**WHAT TO WORK ON:** Word for word, copy the records that follow.

**MATERIAL PROVIDED:**
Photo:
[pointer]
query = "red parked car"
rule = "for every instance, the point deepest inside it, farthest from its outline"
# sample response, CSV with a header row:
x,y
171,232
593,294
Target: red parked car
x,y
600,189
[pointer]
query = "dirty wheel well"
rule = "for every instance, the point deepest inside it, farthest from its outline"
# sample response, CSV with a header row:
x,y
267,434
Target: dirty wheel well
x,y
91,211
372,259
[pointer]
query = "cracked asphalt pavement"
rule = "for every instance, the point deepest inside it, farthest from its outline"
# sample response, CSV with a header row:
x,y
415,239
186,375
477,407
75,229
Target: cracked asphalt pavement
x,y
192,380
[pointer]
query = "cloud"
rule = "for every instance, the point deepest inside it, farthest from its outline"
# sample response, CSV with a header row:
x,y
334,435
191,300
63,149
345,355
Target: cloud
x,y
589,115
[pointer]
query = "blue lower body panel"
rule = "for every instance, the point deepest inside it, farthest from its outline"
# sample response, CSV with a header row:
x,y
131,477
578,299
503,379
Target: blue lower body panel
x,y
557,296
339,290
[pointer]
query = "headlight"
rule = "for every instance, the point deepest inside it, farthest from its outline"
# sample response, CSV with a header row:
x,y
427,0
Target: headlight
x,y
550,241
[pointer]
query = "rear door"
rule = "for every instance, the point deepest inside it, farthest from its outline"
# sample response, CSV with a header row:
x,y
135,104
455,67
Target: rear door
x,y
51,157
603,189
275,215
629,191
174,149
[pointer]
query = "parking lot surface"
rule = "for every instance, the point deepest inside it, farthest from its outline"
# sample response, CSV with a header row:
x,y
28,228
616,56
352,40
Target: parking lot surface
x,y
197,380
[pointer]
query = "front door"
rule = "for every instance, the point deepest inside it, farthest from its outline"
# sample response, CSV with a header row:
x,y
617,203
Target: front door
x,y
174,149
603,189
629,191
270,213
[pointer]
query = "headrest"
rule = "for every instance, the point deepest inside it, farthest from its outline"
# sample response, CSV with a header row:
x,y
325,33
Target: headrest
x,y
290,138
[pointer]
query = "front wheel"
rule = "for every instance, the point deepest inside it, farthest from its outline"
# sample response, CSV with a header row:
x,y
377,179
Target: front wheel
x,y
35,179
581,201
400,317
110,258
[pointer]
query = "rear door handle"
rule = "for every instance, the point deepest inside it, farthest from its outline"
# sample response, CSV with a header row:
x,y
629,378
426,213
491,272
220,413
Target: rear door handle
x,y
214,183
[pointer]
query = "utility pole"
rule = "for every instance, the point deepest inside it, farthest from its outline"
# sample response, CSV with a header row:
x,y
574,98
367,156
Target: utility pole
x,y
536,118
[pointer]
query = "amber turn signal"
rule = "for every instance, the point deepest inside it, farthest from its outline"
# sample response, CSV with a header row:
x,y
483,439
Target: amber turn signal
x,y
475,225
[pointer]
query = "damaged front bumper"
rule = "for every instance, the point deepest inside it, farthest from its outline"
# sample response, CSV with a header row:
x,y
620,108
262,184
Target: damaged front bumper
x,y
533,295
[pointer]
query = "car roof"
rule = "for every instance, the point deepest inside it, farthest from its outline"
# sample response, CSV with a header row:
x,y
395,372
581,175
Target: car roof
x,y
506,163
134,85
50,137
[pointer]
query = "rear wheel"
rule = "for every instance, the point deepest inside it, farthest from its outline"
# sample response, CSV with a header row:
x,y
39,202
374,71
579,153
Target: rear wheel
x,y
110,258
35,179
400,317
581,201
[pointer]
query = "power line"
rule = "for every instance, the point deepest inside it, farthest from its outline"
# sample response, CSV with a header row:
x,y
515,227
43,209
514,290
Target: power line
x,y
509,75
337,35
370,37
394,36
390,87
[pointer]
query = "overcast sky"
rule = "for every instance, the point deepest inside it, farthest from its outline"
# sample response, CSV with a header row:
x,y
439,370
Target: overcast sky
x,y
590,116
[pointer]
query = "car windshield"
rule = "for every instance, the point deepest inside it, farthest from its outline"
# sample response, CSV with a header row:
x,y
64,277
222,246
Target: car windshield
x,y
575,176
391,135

**RESULT FOR THIS EXERCISE:**
Photo:
[pointer]
query = "red parked car"
rule = "for every instance, the point deepest inside it, farthest from its outline"
# sample response, CSV with a header row:
x,y
171,232
593,294
Target: red parked car
x,y
600,189
[pointer]
query = "dirty wheel well"
rule = "for every instance, the point deepest inside it, farthest from its outline"
# sample response, CSV with a header row:
x,y
267,434
Target: dirty wheel well
x,y
91,211
372,259
[pointer]
query = "cracked asphalt pavement"
rule = "for every instance, the point deepest inside it, farthest from its outline"
# sample response, CSV with a header row:
x,y
415,239
186,375
477,407
75,229
Target: cracked asphalt pavement
x,y
192,380
[pointer]
query = "cloud"
rule = "for every instance, the point deepest inside it, farthest from its outline"
# sample response, CSV with a header row:
x,y
334,435
191,300
63,149
345,355
Target: cloud
x,y
589,115
[pointer]
query = "blue lower body panel"
rule = "for every instance, the point deepest inside it, farthest from its outline"
# sample response, CSV with a header row:
x,y
131,477
578,299
503,379
Target: blue lower body panel
x,y
557,296
339,290
[pointer]
query = "headlight"
rule = "for every instance, the point deepest inside it, farthest from its outline"
# sample response, CSV with a header row:
x,y
427,0
Target: headlight
x,y
550,241
[pointer]
query = "rear door"
rule = "for every instance, the point deepest inside it, farthest from its outline"
# sample response, CSV with a header row:
x,y
135,104
455,67
Target: rear door
x,y
51,157
603,189
275,215
629,191
174,149
[pointer]
query = "parking lot surface"
rule = "for every instance, the point deepest inside it, farthest from its outline"
# sample response, CSV with a header row:
x,y
28,228
616,56
352,40
Target: parking lot surface
x,y
197,380
[pointer]
query = "front door"
rule = "for every instance, the point deepest inside it, farthest from its outline"
# sample response, CSV with a header row:
x,y
617,203
Target: front door
x,y
174,149
603,189
629,191
270,213
[pointer]
query = "headrest"
rule = "for every instance, the point deepest inside it, farthest from its outline"
# sample response, CSV with a header row:
x,y
325,33
Target: headrest
x,y
290,138
[pointer]
query = "front wheel"
rule = "for every instance, the point deepest inside it, farthest from its outline"
# sample response, CSV with a header row:
x,y
377,179
Target: front wheel
x,y
35,179
581,201
400,317
110,258
[pointer]
query = "rear door handle"
rule = "for every instance, the point deepest inside it, farthest from its outline"
# sample response, CSV with a header row:
x,y
629,378
426,213
491,272
220,413
Target: rear door handle
x,y
214,183
[pointer]
query = "utility pole"
rule = "for every instance, the point deepest inside it, farthest from its outline"
# sample response, CSV with a header row:
x,y
574,98
367,156
Target: utility pole
x,y
536,118
[pointer]
query = "amber turn signal"
rule = "for every instance, the point deepest inside it, farthest from its outline"
# sample response, CSV with a header row:
x,y
483,439
Target: amber turn signal
x,y
475,225
[pointer]
query = "damaged front bumper"
rule = "for every instance, the point deepest inside it, farthest from its outline"
# sample response, CSV with a header row:
x,y
620,108
262,184
Target: damaged front bumper
x,y
533,295
[pointer]
query = "car roof"
rule = "for every instance, the point deepest inside it, farthest from its outline"
# sample response, CSV with a header row:
x,y
395,372
581,175
Target: car roof
x,y
506,163
134,85
50,137
[pointer]
query = "rear wheel"
rule = "for every instance, the point deepest inside it, farthest from its outline"
# sample response, CSV with a header row:
x,y
39,202
374,71
579,153
Target: rear wheel
x,y
110,258
35,179
400,317
581,201
[pointer]
query = "power line"
rule = "for every instance, the point deepest inside it, farthest from its outline"
# sample response, CSV with a header row:
x,y
515,227
43,209
514,290
Target: power line
x,y
509,75
337,35
370,37
394,36
390,87
[pointer]
query = "overcast sky"
rule = "for every instance, the point deepest inside it, farthest from its outline"
# sample response, CSV with a header row:
x,y
439,370
Target: overcast sky
x,y
590,116
[pointer]
query = "car windshield"
rule = "for every instance, the point deepest inside it, farthest from its outline"
# sample response, CSV with a header row:
x,y
64,277
222,246
Target: car windshield
x,y
575,176
391,135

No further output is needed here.